◆ REQUIREMENT ◆
Please reproduce the data below word for word, leaving out the pictures.

--------------------

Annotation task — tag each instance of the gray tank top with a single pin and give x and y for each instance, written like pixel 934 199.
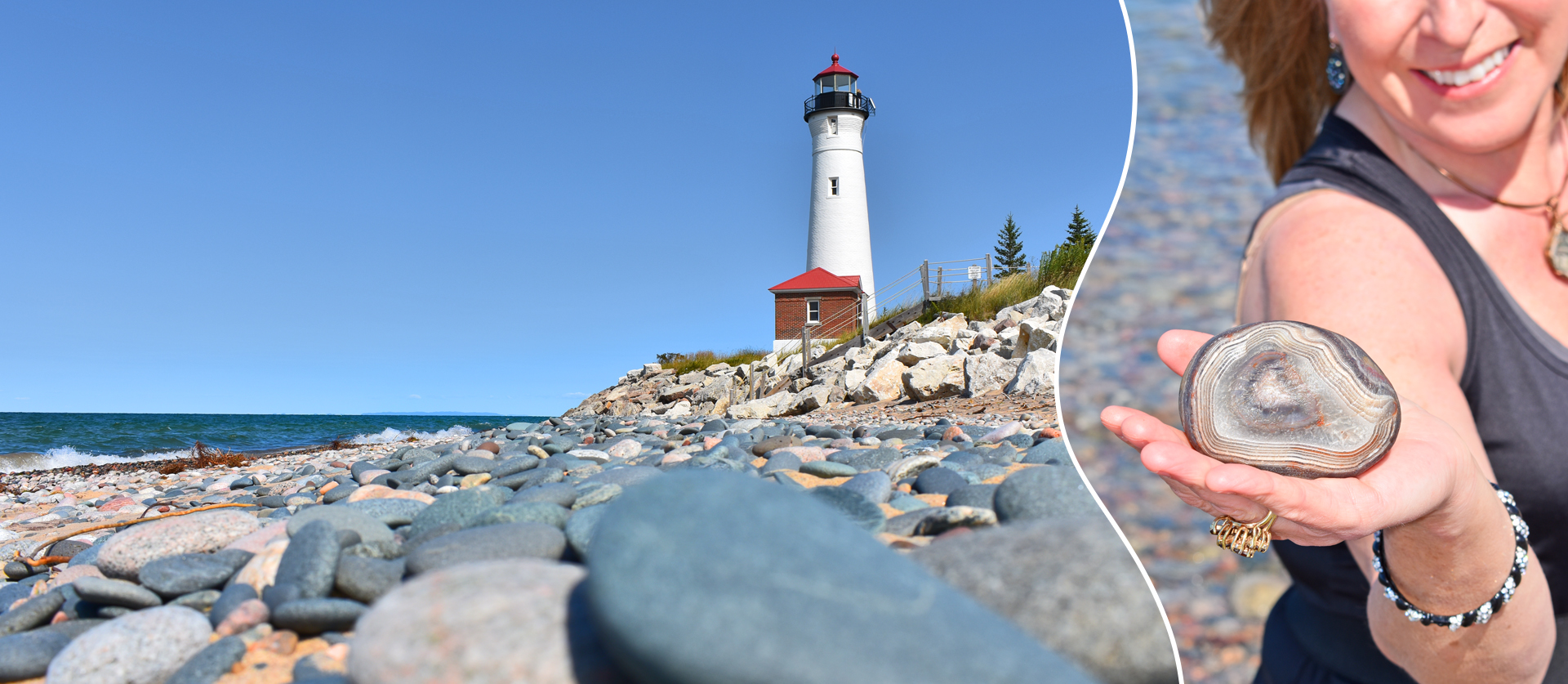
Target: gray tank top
pixel 1515 378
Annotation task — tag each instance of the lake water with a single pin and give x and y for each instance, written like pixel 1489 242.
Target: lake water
pixel 1169 259
pixel 56 440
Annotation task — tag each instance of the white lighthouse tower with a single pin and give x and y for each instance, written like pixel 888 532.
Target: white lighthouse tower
pixel 841 233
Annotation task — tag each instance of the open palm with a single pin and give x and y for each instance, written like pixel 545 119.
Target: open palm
pixel 1416 477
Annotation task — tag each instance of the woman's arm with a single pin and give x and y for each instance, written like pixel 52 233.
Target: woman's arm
pixel 1346 266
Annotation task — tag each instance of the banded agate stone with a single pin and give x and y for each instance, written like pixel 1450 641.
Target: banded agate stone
pixel 1291 399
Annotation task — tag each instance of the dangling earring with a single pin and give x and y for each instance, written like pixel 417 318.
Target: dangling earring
pixel 1338 74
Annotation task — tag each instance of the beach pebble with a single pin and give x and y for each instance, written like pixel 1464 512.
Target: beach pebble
pixel 185 573
pixel 115 592
pixel 1045 493
pixel 342 518
pixel 37 610
pixel 143 646
pixel 368 579
pixel 828 469
pixel 126 552
pixel 853 506
pixel 514 626
pixel 242 619
pixel 211 663
pixel 228 600
pixel 25 656
pixel 731 554
pixel 516 540
pixel 1090 605
pixel 874 485
pixel 315 615
pixel 308 566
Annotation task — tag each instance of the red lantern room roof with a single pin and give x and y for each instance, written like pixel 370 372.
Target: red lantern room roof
pixel 817 279
pixel 836 69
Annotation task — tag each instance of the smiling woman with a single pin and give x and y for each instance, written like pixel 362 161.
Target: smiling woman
pixel 1421 157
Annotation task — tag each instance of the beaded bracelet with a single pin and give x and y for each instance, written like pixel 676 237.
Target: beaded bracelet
pixel 1521 559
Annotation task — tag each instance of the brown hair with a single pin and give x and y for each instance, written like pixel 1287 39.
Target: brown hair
pixel 1281 51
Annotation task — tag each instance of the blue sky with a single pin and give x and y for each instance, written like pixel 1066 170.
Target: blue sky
pixel 345 208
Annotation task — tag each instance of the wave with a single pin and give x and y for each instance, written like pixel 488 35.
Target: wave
pixel 68 457
pixel 391 435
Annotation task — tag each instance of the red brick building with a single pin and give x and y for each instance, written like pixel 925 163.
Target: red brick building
pixel 826 303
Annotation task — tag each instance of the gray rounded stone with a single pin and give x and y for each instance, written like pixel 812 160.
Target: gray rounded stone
pixel 626 476
pixel 1092 605
pixel 828 469
pixel 27 655
pixel 211 663
pixel 457 508
pixel 180 574
pixel 368 579
pixel 1049 452
pixel 516 540
pixel 874 485
pixel 782 462
pixel 344 518
pixel 755 564
pixel 126 552
pixel 115 592
pixel 308 566
pixel 559 493
pixel 974 496
pixel 317 615
pixel 141 646
pixel 516 622
pixel 231 598
pixel 1045 493
pixel 390 512
pixel 530 512
pixel 853 506
pixel 940 481
pixel 581 529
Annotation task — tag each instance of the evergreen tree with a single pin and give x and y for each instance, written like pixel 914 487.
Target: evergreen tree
pixel 1079 231
pixel 1010 250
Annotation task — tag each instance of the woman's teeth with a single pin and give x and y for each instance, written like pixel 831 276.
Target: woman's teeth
pixel 1472 74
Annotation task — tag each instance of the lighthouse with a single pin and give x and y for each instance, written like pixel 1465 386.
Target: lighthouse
pixel 840 239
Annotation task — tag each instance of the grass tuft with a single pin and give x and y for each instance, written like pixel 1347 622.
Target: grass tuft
pixel 702 360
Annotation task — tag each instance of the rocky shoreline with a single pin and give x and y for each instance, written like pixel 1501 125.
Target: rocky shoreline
pixel 1013 353
pixel 590 549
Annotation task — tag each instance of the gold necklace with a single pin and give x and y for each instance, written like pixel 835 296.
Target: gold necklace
pixel 1556 244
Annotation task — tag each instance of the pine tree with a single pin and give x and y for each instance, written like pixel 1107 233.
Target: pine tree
pixel 1079 231
pixel 1010 250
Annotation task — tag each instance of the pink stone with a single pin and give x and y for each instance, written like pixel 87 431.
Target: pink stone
pixel 1002 431
pixel 257 540
pixel 806 454
pixel 117 504
pixel 243 617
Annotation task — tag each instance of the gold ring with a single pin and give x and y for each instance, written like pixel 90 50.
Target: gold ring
pixel 1245 539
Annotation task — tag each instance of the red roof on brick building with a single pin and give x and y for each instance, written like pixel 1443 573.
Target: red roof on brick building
pixel 835 69
pixel 819 279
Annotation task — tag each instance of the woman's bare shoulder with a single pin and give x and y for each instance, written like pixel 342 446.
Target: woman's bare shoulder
pixel 1338 261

--------------------

◆ CORRECT RESULT ◆
Annotation task — tag each instance of the gray tank top with a single pin and give x and y for each instance, written like pixel 934 199.
Target: gray tank top
pixel 1515 378
Annotation task — tag each instance of the lake water with a single pin and give x and y for each instance, written like pixel 1489 242.
Target: lake water
pixel 1169 259
pixel 56 440
Annotation task — tag each instance of the white lighthouse tower with a single pin and give x and y for each instance, written like pixel 888 532.
Target: white lighthouse tower
pixel 841 233
Annotation task — tag each instance of the open palm with a single pin and give x and y for each instance, written like pixel 545 119.
Target: open palm
pixel 1416 477
Annotation task — tag each instance of the woman's arm with a single pin and give x and y for each instance, written like pixel 52 233.
Target: woman's arm
pixel 1346 266
Annotation task — tag each instance of the banded agate stone with a single pin and give x and y for each instance, written like pixel 1450 641.
Target: banded agate stone
pixel 1291 399
Annotation task — tag each instance of the dangling earring with a single pin and give x and y for each instance, written like pixel 417 318.
Target: dangling earring
pixel 1338 74
Annotation task — tag each instance of the beach pebble with a single pin and give x and y for each instance, written like pixel 1464 512.
Target: beach pebble
pixel 185 573
pixel 115 592
pixel 1045 493
pixel 342 518
pixel 37 610
pixel 143 646
pixel 368 579
pixel 828 469
pixel 126 552
pixel 853 506
pixel 514 626
pixel 242 619
pixel 211 663
pixel 228 600
pixel 25 656
pixel 731 554
pixel 516 540
pixel 1090 605
pixel 874 485
pixel 315 615
pixel 308 566
Annotation task — tag each instance of the red lantern room roof with a single pin and give x and y for each instance, written like pixel 370 372.
Target: red lantern room roof
pixel 817 279
pixel 836 69
Annotation task — tag each instance of the smiling woman with a single pin and give x and y for each instance, written like pixel 362 161.
Target: smiling woman
pixel 1421 157
Annotation task — tag each instance of the beaded bracelet with a single pin and give x and y for each instance, written like pixel 676 237.
Target: beaded bracelet
pixel 1521 559
Annotation task — tag each instance of the brown hair with a single pin and give x and y for each instance, written like pixel 1287 39.
Target: brown hair
pixel 1281 51
Annotation task — tag each instance of the blue sky with a single pin and give x and y for each instance, written like pixel 1066 170.
Target: blue sky
pixel 345 208
Annotation task — tag each instance of the wave with a single pin and give x and y for each instance, written like pixel 488 35.
Target: wave
pixel 68 457
pixel 391 435
Annotation task — tag each instance of the red brick building with a single pin and give x and y for each instance, written like pixel 925 163.
Target: red brick building
pixel 826 303
Annotation task — tag each instance of the gray rounded stone with a single pin and give x and y for each instance, written like pixel 812 160.
Target: gray rounded stone
pixel 626 476
pixel 1092 605
pixel 828 469
pixel 27 655
pixel 211 663
pixel 457 508
pixel 180 574
pixel 368 579
pixel 1049 452
pixel 516 540
pixel 874 485
pixel 782 462
pixel 344 518
pixel 755 564
pixel 126 552
pixel 115 592
pixel 308 566
pixel 559 493
pixel 974 496
pixel 317 615
pixel 141 646
pixel 516 622
pixel 231 598
pixel 1045 493
pixel 390 512
pixel 530 512
pixel 853 506
pixel 940 481
pixel 581 529
Annotation task — tag each instance of the evergreen tree with a single pin and give x and y for each instance, written like pixel 914 487.
Target: evergreen tree
pixel 1079 231
pixel 1010 250
Annotation task — tag each instance of the woman's teeth with a single pin and give x and y for each instance, written like pixel 831 276.
Target: woman's teeth
pixel 1472 74
Annotation task — tag each instance of the lighthouse with a single pin and give x and y for each instance, written like pixel 1465 386.
Target: lighthouse
pixel 840 239
Annotation task — tag each instance of the grass tuft with a single pin and give x and y for each instance, written like pixel 1347 622.
Target: grass tuft
pixel 702 360
Annotation task — tag each instance of the rocky shoreline with a single pin and give x and y for each instance, written like pixel 1501 125.
Target: rocky shoreline
pixel 1013 353
pixel 590 549
Annotation task — tag each instance of the gold necklace with a single pin and give x and y for each instance, written like pixel 835 296.
Target: gold necklace
pixel 1556 244
Annotation task — tag each instance of the pine tree with a single pin and give x and y for each instance, written like pixel 1107 233.
Target: pine tree
pixel 1079 231
pixel 1010 250
Annotation task — tag each instance of the pink stone with a single pin and give x and y for each instance, written like pixel 87 431.
Target: pink stone
pixel 1002 431
pixel 257 540
pixel 806 454
pixel 117 504
pixel 243 617
Annotation task — tag each instance of the gold ring with a single pin and give x and y for each instance, written like pixel 90 50.
Target: gold ring
pixel 1245 539
Annotation task — tag each instance of the red roof on brick building with a single pin and give x and y for each instance, written like pixel 1443 573.
Target: red roof on brick building
pixel 835 69
pixel 819 279
Annotation task — tag each instance of the woman's bare shoulder with a single pin and give x and y for each instance, written like pixel 342 446.
Target: woman's bare shoulder
pixel 1338 261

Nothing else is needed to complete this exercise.